MATERIAL SHOWN
━━━━━━━━━━━━━━━━━━━━

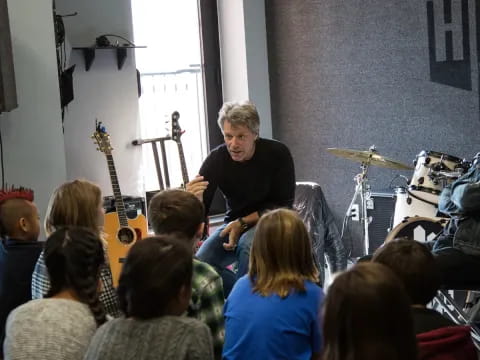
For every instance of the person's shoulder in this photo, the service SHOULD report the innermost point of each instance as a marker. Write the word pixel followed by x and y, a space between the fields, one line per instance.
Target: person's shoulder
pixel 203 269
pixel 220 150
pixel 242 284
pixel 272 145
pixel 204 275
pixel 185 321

━━━━━━━━━━━━━━━━━━━━

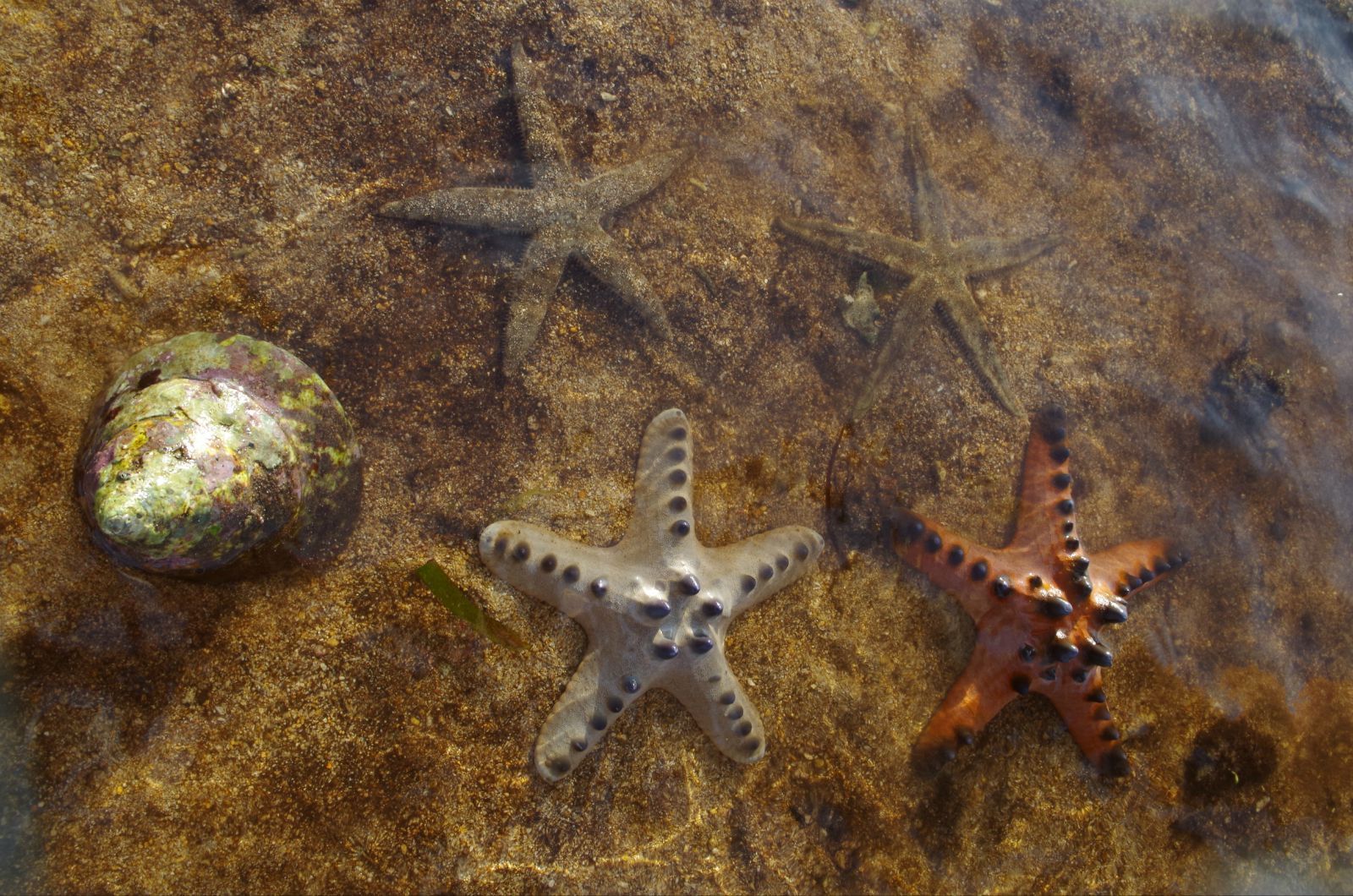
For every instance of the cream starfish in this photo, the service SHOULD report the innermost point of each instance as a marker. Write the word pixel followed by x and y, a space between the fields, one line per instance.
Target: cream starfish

━━━━━━━━━━━━━━━━━━━━

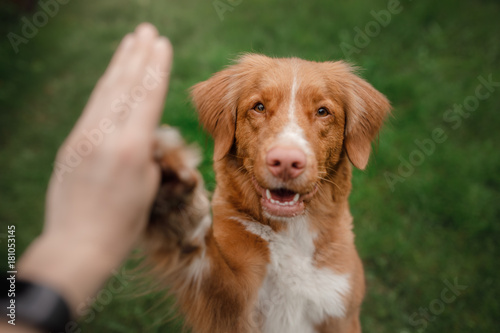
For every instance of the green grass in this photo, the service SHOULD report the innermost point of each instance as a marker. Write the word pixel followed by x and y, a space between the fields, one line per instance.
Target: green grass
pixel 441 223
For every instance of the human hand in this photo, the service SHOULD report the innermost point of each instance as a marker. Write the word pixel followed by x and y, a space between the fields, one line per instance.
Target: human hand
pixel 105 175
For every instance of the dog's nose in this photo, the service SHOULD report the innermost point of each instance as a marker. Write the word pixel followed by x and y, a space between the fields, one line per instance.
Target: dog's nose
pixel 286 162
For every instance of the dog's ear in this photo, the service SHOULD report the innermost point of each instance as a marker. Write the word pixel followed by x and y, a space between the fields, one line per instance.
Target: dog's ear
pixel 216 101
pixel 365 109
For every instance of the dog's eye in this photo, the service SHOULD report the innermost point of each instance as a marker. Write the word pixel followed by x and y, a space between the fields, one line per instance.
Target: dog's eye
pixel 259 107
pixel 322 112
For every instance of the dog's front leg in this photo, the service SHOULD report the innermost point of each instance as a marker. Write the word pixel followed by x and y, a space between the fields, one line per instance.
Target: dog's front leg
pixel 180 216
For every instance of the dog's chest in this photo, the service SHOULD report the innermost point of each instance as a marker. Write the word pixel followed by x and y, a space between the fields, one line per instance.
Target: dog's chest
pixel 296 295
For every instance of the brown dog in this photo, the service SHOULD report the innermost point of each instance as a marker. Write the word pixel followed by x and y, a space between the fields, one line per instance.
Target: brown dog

━━━━━━━━━━━━━━━━━━━━

WORK REQUIRED
Within the listing above, extract exactly the lines from the line with "For every instance of the brown" to the line with "Target: brown dog", the two named lines included, and no others.

SOLUTION BELOW
For every instance of the brown dog in this photo, the service SHOULD report the innermost point of each instance as a marker. Write the word pixel followed by x and y, a space between the fields, one line per instance.
Target: brown dog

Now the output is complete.